PAGE EXTRACT

○ ○ ○ ○ ○

One in six cancer medications tested was found to contain the incorrect quantity of API, with tested medications having APIs ranging from 28 to 120 percent. The study evaluated 251 samples of cancer medications collected from major hospitals and private markets in all four countries.

The study, funded by the National Cancer Institute of the National Institutes of Health, is among the first to evaluate cancer drug quality in sub-Saharan Africa. Currently, sub-Saharan Africa has no pharmaceutical regulatory laboratories carrying out chemical analyses for cancer drugs according to the standards required for regulatory purposes.

Yet, the need for cancer drugs is growing.

“We found bad-quality cancer medications in all of the countries, in all of the hospital pharmacies and in the private markets,” said Lieberman, an affiliate of Notre Dame’s Eck Institute for Global Health and Harper Cancer Research Institute. “We learned that visual inspection, which is the main method for detecting bad-quality cancer drugs in sub-Saharan Africa today, only found one in 10 of the bad products.”

In their study, the researchers explained how a combination of high demand for cancer medications, lack of regulatory capacity, and poor manufacturing, distribution and storage practices likely created a problematic environment throughout sub-Saharan Africa. They also argue that given these factors and the global supply chain for pharmaceuticals, substandard cancer medications are likely present in other low and middle-income countries as well.

Lieberman and her team identified several strategies that could help the global community address poor-quality cancer medications:

  • Provide inexpensive technologies at the point of care to screen for bad-quality cancer medicines and create policies for how to respond to products that fail screening tests.
  • Help regulatory agencies in low and middle-income countries get safety equipment and training so they can analyze the quality of cancer medicines in their markets, conduct root-cause investigations when products fail testing, take quick regulatory actions enabled by lab data and share data about bad-quality products.
  • Perform cost-benefit analyses of interventions that tackle common problems (such as medications being out of stock, unsafe shipping, storage or dispensing practices, and lack of availability or affordability of medications) to help policymakers and funders get the most impact on patient outcomes from their available resources.
  • Work with care providers to develop site-specific response policies and messaging for patients and engage regulators, donors and other resources.

Lieberman and her lab are developing a user-friendly technology called the chemoPAD for screening cancer medications. This low-cost paper device could potentially help hospitals, pharmacies and health care professionals in low and middle-income countries monitor drug quality without restricting a patient’s access to the medication.

○ ○ ○ ○ ○

PROVIDED RECORDS
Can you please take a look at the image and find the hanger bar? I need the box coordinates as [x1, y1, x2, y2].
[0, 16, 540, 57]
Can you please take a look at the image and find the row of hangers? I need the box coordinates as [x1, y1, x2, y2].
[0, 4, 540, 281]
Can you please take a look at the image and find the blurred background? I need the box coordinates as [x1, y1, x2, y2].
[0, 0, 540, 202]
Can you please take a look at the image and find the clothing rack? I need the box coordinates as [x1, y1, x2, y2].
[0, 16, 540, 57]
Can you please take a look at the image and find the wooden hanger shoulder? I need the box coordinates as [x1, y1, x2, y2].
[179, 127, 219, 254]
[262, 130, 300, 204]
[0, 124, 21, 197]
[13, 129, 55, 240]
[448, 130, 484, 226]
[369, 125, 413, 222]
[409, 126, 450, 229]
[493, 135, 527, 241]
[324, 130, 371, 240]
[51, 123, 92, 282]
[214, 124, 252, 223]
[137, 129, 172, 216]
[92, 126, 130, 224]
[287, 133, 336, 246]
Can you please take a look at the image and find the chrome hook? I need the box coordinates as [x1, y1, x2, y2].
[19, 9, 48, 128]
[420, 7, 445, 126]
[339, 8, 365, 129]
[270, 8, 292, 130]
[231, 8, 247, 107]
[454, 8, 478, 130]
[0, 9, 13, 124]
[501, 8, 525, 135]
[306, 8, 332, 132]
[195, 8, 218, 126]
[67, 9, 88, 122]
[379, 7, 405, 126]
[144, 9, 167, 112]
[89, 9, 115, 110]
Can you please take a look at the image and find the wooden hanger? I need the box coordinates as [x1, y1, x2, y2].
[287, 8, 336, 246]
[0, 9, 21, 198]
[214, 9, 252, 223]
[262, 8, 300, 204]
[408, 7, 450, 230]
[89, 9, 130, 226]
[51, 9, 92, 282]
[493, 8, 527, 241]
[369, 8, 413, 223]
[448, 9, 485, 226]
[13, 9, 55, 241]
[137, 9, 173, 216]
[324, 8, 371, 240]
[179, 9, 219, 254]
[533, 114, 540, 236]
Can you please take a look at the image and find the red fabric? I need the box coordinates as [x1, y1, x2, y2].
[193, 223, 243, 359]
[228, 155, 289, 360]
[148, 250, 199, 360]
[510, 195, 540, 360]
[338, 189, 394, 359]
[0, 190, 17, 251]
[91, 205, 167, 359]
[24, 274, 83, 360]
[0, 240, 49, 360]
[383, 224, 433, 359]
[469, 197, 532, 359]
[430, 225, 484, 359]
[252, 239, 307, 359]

○ ○ ○ ○ ○

WHAT YOU WILL DO
A – According to the passage on cancer drug quality, what share of the tested cancer medications contained an incorrect quantity of API?
B – Reproduce the portion of the passage on cancer drug quality starting with "Lieberman and her team" and going on through "about bad-quality products.".

SET OF ANSWERS
A – One in six.

B –
Lieberman and her team identified several strategies that could help the global community address poor-quality cancer medications:

  • Provide inexpensive technologies at the point of care to screen for bad-quality cancer medicines and create policies for how to respond to products that fail screening tests.
  • Help regulatory agencies in low and middle-income countries get safety equipment and training so they can analyze the quality of cancer medicines in their markets, conduct root-cause investigations when products fail testing, take quick regulatory actions enabled by lab data and share data about bad-quality products.